◆ Exercise objective
Among the records below, find the lines that contain "stone" and copy each of them.

[Records drawn from a dataset]
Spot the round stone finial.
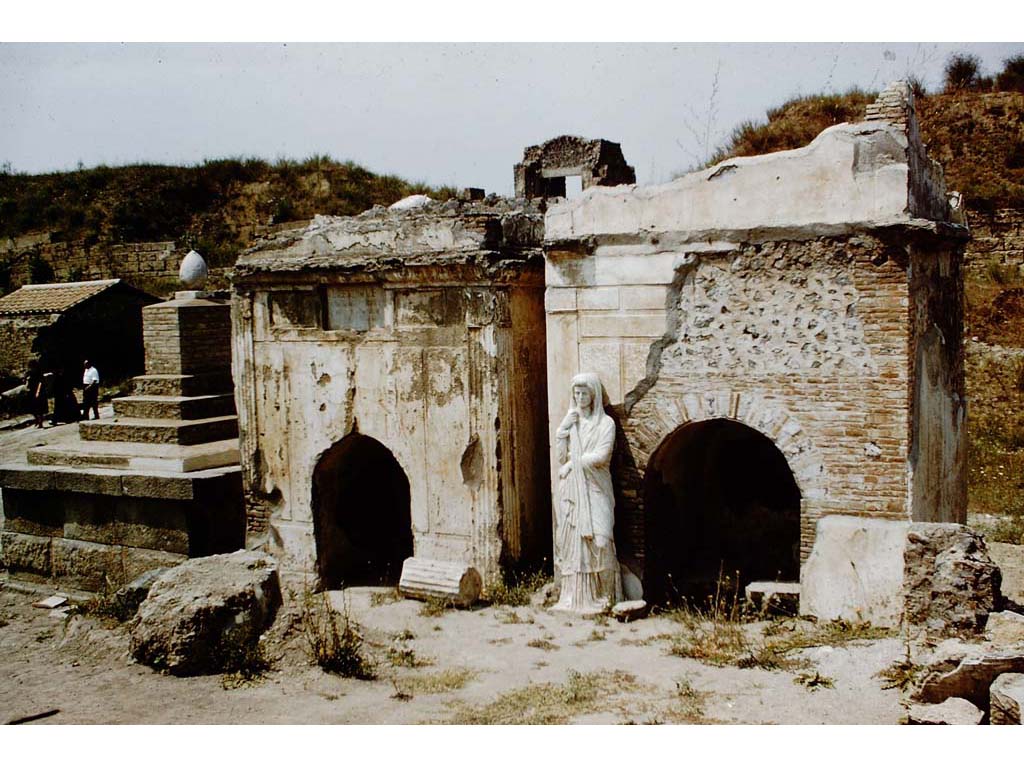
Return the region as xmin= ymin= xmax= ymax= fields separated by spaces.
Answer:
xmin=179 ymin=249 xmax=208 ymax=289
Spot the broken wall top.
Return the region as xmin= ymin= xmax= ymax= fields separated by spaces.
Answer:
xmin=545 ymin=83 xmax=963 ymax=245
xmin=233 ymin=198 xmax=544 ymax=283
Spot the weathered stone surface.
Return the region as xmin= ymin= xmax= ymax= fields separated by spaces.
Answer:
xmin=745 ymin=581 xmax=800 ymax=616
xmin=611 ymin=600 xmax=648 ymax=622
xmin=914 ymin=645 xmax=1024 ymax=707
xmin=986 ymin=611 xmax=1024 ymax=647
xmin=990 ymin=673 xmax=1024 ymax=724
xmin=113 ymin=567 xmax=168 ymax=619
xmin=399 ymin=557 xmax=481 ymax=608
xmin=906 ymin=697 xmax=984 ymax=725
xmin=988 ymin=542 xmax=1024 ymax=606
xmin=904 ymin=523 xmax=1002 ymax=640
xmin=129 ymin=550 xmax=281 ymax=676
xmin=0 ymin=531 xmax=52 ymax=577
xmin=800 ymin=516 xmax=910 ymax=627
xmin=51 ymin=538 xmax=185 ymax=593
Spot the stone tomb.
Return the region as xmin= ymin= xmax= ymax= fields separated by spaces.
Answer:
xmin=542 ymin=83 xmax=968 ymax=606
xmin=0 ymin=290 xmax=244 ymax=590
xmin=231 ymin=198 xmax=551 ymax=587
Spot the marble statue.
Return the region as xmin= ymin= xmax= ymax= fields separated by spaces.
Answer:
xmin=553 ymin=372 xmax=623 ymax=613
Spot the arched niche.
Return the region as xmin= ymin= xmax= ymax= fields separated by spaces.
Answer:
xmin=311 ymin=433 xmax=413 ymax=589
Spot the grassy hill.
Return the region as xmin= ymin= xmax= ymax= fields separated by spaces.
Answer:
xmin=0 ymin=157 xmax=457 ymax=269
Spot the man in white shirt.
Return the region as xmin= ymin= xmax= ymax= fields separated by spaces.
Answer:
xmin=81 ymin=359 xmax=100 ymax=420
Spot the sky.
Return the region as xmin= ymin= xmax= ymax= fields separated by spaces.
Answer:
xmin=1 ymin=36 xmax=1021 ymax=197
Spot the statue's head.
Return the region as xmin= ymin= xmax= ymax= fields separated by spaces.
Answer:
xmin=570 ymin=372 xmax=605 ymax=420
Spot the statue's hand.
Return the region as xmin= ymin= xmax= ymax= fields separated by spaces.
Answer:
xmin=558 ymin=410 xmax=578 ymax=432
xmin=558 ymin=462 xmax=572 ymax=479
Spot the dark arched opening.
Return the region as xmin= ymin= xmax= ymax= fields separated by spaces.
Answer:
xmin=643 ymin=418 xmax=801 ymax=603
xmin=312 ymin=433 xmax=413 ymax=589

◆ Reply to the task
Spot the round stone finial.
Spot the weathered stone surface.
Spot the stone tomb.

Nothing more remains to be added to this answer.